Take every entry below and copy it out word for word.

§ **Material provided**:
—————
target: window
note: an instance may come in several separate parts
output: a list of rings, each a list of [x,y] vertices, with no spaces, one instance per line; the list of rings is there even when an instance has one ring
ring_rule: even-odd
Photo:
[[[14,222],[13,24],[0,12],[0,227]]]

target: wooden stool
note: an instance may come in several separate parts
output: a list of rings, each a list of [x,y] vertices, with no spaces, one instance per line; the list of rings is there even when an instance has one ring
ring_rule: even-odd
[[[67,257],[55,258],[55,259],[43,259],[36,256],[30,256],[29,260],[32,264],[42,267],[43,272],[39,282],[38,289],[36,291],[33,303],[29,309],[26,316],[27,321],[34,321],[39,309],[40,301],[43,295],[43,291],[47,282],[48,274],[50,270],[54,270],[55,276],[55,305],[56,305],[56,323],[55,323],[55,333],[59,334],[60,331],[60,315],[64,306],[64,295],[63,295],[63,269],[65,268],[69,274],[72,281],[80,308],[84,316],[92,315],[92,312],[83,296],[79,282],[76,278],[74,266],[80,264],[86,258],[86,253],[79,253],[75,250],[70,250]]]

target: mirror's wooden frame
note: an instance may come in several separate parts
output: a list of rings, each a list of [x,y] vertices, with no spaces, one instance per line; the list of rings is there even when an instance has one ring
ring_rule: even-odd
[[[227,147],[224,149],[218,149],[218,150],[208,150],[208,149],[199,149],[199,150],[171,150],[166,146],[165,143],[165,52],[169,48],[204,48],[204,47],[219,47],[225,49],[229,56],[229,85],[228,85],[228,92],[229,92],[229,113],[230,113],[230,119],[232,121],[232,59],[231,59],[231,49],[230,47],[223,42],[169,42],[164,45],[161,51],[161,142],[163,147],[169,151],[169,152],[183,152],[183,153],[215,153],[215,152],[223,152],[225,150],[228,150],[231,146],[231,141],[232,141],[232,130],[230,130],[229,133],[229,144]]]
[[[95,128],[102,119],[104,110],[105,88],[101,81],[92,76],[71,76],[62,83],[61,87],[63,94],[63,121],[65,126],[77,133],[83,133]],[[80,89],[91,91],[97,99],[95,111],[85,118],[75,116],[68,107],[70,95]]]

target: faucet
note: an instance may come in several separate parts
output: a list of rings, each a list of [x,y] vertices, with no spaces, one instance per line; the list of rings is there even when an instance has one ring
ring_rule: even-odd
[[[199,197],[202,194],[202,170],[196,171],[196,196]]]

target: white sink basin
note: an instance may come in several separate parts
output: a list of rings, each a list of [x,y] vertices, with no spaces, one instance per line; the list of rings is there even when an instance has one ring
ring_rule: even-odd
—————
§ **Written response**:
target: window
note: an instance may come in several separate parts
output: a list of rings, each a list of [x,y] vertices, with no spaces, one instance per line; the list of rings is there even when an instance has one ring
ring_rule: even-odd
Photo:
[[[14,222],[13,24],[0,12],[0,227]]]

target: wooden stool
note: an instance may come in several separate parts
output: a list of rings, each a list of [x,y] vertices, with no spaces, one instance per line; the list of rings is there even when an instance has one ring
ring_rule: even-odd
[[[67,257],[55,258],[55,259],[43,259],[36,256],[30,256],[29,260],[32,264],[42,267],[43,272],[39,282],[38,289],[36,291],[33,303],[29,309],[26,316],[27,321],[34,321],[39,309],[40,301],[43,295],[43,291],[47,282],[48,274],[50,270],[54,270],[55,276],[55,305],[56,305],[56,323],[55,323],[55,333],[59,334],[60,331],[60,315],[64,306],[64,295],[63,295],[63,269],[65,268],[69,274],[72,281],[80,308],[84,316],[92,315],[92,312],[83,296],[79,282],[76,278],[74,266],[80,264],[86,258],[86,253],[79,253],[75,250],[70,250]]]

target: mirror's wooden frame
note: an instance may come in several separate parts
output: a list of rings, each a list of [x,y] vertices, with no spaces, one instance per line; the list of rings is there even when an instance has one ring
ring_rule: even-odd
[[[227,147],[224,149],[218,149],[218,150],[208,150],[208,149],[199,149],[199,150],[171,150],[166,146],[165,143],[165,52],[169,48],[204,48],[204,47],[219,47],[225,49],[229,56],[229,85],[228,85],[228,92],[229,92],[229,113],[230,113],[230,119],[232,121],[232,59],[231,59],[231,49],[230,47],[223,42],[169,42],[164,45],[161,51],[161,142],[163,147],[169,151],[169,152],[183,152],[183,153],[215,153],[215,152],[223,152],[225,150],[228,150],[231,146],[231,141],[232,141],[232,130],[230,130],[229,133],[229,144]]]
[[[95,128],[102,119],[104,110],[105,88],[101,81],[92,76],[71,76],[62,83],[61,87],[63,94],[63,121],[65,126],[77,133],[83,133]],[[80,89],[91,91],[97,99],[95,111],[85,118],[75,116],[68,107],[70,95]]]

target: faucet
note: an instance may come in several separate parts
output: a list of rings, each a list of [x,y] vertices, with no spaces, one instance per line; the list of rings is there even when an instance has one ring
ring_rule: even-odd
[[[199,197],[202,194],[202,170],[196,171],[196,196]]]

target: white sink basin
note: an instance may come in several separate parts
output: a list of rings, each a list of [x,y] vertices, with no spaces, one instance per line; the list of rings is there even when an instance has one ring
ring_rule: even-odd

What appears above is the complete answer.